SET PROBLEM: Would it be possible to write out each entry below exactly, without the pictures?

ENTRIES SHOWN:
--- Start ---

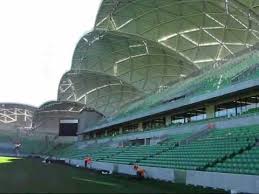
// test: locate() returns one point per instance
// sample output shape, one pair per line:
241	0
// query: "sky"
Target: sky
37	40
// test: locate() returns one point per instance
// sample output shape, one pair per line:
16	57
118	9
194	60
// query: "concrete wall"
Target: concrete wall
158	135
88	119
235	182
229	182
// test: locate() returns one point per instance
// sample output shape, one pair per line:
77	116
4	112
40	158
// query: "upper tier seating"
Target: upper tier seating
134	154
206	151
211	80
245	163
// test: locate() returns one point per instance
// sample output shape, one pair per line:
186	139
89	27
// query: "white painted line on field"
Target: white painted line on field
93	181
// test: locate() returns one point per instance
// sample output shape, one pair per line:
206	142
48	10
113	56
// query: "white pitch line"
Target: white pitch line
92	181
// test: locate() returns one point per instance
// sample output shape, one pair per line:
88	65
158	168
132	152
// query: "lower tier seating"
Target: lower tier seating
244	163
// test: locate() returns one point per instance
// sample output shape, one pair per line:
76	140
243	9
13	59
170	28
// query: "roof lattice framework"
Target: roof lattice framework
203	31
101	92
141	46
145	64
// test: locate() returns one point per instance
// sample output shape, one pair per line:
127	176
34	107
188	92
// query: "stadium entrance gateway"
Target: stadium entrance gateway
68	127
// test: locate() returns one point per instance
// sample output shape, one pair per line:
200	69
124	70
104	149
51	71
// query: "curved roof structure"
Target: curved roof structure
144	64
202	31
101	92
63	106
18	114
142	46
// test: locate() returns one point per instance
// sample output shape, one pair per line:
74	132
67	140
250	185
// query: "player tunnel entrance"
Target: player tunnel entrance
68	127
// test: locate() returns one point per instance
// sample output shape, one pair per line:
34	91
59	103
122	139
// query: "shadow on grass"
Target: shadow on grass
32	176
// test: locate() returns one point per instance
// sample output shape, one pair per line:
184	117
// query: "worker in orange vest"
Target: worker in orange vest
88	161
140	172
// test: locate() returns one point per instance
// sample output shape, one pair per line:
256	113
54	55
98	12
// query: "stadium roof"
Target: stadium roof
99	91
16	113
145	64
202	31
63	106
142	46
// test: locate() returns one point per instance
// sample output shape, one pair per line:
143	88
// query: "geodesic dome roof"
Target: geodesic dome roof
101	92
142	63
65	106
141	46
202	31
18	114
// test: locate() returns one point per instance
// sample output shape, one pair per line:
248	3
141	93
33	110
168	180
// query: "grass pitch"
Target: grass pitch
32	176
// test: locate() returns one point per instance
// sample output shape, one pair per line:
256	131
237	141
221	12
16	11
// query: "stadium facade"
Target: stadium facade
170	85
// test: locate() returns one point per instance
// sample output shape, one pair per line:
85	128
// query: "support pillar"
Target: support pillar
168	120
140	126
210	111
120	130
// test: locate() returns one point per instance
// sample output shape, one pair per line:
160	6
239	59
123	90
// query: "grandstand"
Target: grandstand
172	86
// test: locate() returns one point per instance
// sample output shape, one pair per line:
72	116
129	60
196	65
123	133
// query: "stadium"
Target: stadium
166	86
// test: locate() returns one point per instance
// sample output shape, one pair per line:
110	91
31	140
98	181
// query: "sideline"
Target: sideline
92	181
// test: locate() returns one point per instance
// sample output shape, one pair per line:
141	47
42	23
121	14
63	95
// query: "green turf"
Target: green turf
32	176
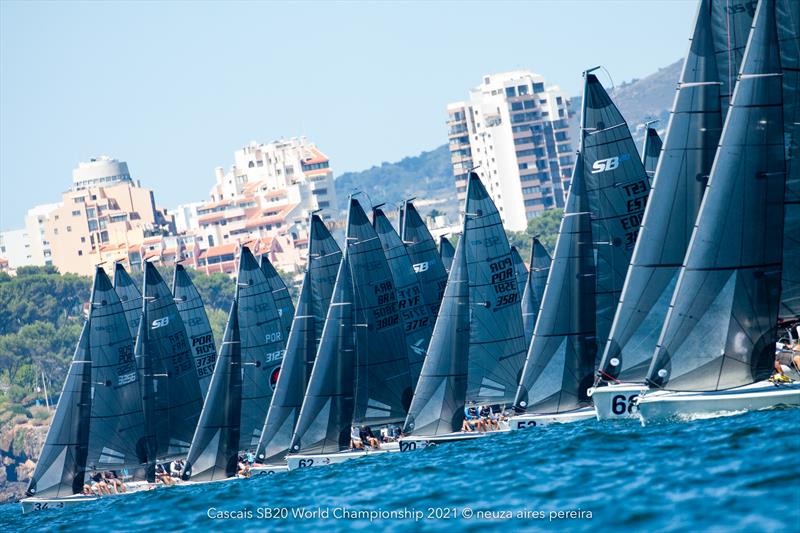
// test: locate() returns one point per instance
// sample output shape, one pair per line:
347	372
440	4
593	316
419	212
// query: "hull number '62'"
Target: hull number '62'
621	405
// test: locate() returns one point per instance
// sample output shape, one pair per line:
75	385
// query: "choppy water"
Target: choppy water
737	473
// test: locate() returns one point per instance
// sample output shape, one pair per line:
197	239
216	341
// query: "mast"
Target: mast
414	311
383	380
283	301
424	256
604	208
116	427
61	467
193	314
130	296
680	180
497	343
324	257
263	340
721	327
533	291
214	451
440	395
173	368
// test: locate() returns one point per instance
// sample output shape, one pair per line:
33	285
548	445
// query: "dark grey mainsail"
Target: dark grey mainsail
440	395
497	339
283	300
116	430
61	467
414	311
329	404
193	314
324	257
424	256
721	327
788	18
534	287
215	447
601	222
651	151
520	269
263	342
168	344
691	143
446	252
383	380
130	296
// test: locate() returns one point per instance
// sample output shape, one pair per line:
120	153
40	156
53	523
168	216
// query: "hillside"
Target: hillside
429	175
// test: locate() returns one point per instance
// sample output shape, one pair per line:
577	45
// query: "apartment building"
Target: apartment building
513	130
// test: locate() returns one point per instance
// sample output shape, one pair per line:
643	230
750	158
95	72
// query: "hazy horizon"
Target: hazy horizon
175	88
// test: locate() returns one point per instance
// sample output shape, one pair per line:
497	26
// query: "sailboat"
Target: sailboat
446	252
520	270
415	313
651	150
324	257
361	373
193	314
680	180
424	257
533	291
607	196
717	346
478	346
98	423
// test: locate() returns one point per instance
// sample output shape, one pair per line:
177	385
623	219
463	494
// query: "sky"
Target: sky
174	88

--- End ---

REPLY:
// test: locate() returns one point per instance
// sample output shape, one pair per line:
241	0
// query: "sky"
Target: sky
37	40
// test: locate() returns one point per instance
// sample output shape, one pair per line:
16	57
118	9
194	60
// query: "concrete wall"
Target: concrete wall
158	135
88	119
235	182
229	182
// test: locate() returns one point per instance
// sample output shape, one pair per line:
77	116
4	112
40	158
// query: "upper tier seating"
Target: upper tier seating
134	154
206	151
211	80
245	163
// test: locate() returns one point per instance
// sample output shape, one pair per line:
186	139
89	27
// query: "white painted line on field"
Target: white painted line on field
93	181
// test: locate() returns one point per instance
// sample output shape, one pair per line:
206	142
48	10
113	56
// query: "white pitch line"
Target: white pitch line
92	181
// test: locate() returns one point per instance
// sample output shape, one pair per line:
88	65
158	168
132	152
// query: "lower tier seating"
Target: lower tier seating
244	163
// test: locate() returns one point per instance
// sample output shape, one pair per line:
76	140
243	9
13	59
170	28
// query: "roof lattice framework"
Target: roof lattice framework
203	31
101	92
141	46
145	64
// test: locate() returns one point per instance
// sample output shape, one pair per line:
127	176
34	107
188	92
// query: "stadium entrance gateway"
Target: stadium entrance gateway
68	127
// test: locate() returns one point per instance
// sample output shape, one pair per line:
200	69
124	70
104	149
51	71
// query: "curved roof structure"
Target: curved roof structure
144	64
202	31
101	92
63	106
18	114
142	46
// test: locate() returns one point per instance
// sample output shape, one pair per line:
74	132
67	140
250	185
// query: "player tunnel entrance"
Target: player tunnel entrance
68	127
// test: locate() returns one point per instance
// sample output shape, one pair per line:
34	91
59	103
122	139
// query: "shadow on grass"
Target: shadow on grass
32	176
// test: locate() returns one point per instance
// sample output shape, one pair per line:
184	117
// query: "worker in orange vest"
Target: worker in orange vest
88	161
140	172
// test: locate() returns one point per instance
// sample output shape, one pair per line:
256	113
54	55
98	12
// query: "stadium roof"
Target: stadium roof
99	91
16	113
145	64
202	31
63	106
142	46
// test: locate() returns one point per instance
// sample output shape, one pair per line:
143	88
// query: "geodesic dome roof"
Target: geodesic dome roof
101	92
142	63
65	106
141	46
202	31
18	114
// test: locate() returns one point per instance
// sample output shape, one pair per line:
248	3
141	93
33	110
168	180
// query: "grass pitch"
Target: grass pitch
32	176
// test: locate() returns one point per instance
// sample output shape, one pair per line:
256	131
237	141
221	12
16	11
// query: "stadium facade"
Target: stadium facade
170	85
// test: locate() returns one point per instance
// sample output shape, one pair per line:
85	128
// query: "support pillar"
Target: support pillar
168	120
140	126
210	111
120	130
// test: locate() returns one point per instance
// sample output shape, one pair per line:
160	6
239	59
123	90
// query: "grandstand"
Target: grandstand
172	86
// test: locate() returns one point per instance
// sample output shape, one pair per line:
72	116
129	60
196	65
123	133
// query: "stadium"
Target: stadium
166	86
// test: locate() returns one point per instance
// sample output shape, one pair per line:
110	91
31	140
98	181
// query: "sideline"
Target: sideline
92	181
// test: locate() returns one point per instance
// sample output shape, one pair per line:
141	47
42	23
121	14
63	95
// query: "green turf"
Target: green turf
32	176
// test: locate() returns one point per instance
// sample output shape, one pair per line:
347	372
440	4
593	316
419	212
// query: "hull number '62'"
Target: hull number '62'
621	405
// test: locate() returns one point per instance
// sample output shape, one pair per line:
75	385
// query: "choppy water"
Target: choppy water
737	473
// test: locate() returns one point per instance
// sample output shape, one pair per line:
197	239
216	341
// query: "mast"
Target: mast
414	311
383	380
283	301
424	256
604	208
116	427
61	467
193	314
130	296
680	180
497	343
324	257
263	340
721	327
533	291
214	451
440	395
173	368
// test: locate() returns one point per instance
// sample output shape, one pair per line:
33	285
548	445
// query: "dark grey mainsail"
Target: dark grey mainsail
440	395
497	339
283	300
116	430
61	467
414	311
329	404
193	314
324	257
424	256
721	327
788	18
534	287
215	447
601	222
651	151
520	269
263	342
168	344
691	143
446	252
383	380
130	296
// test: locate() returns one point per instance
// sample output shape, one pair per line:
120	153
40	156
53	523
168	216
// query: "hillside"
Target: hillside
429	175
// test: locate() returns one point per instance
// sample output shape, one pair per line:
577	45
// query: "apartment building"
Target: apartment building
513	130
// test: locate() returns one point per instance
// sample output shape, one pair per line:
643	230
750	158
95	72
// query: "hazy horizon"
Target: hazy horizon
175	88
// test: locate() returns one point per instance
// sample output shape, one pair per line:
497	26
// query: "sailboat"
Target: sailboat
446	252
520	270
415	313
651	150
324	257
361	373
193	314
680	180
424	257
533	291
607	196
717	346
478	346
98	423
// test: locate() returns one point per instance
// sample output shape, one pair per line:
177	385
623	219
463	494
// query: "sky"
Target: sky
174	88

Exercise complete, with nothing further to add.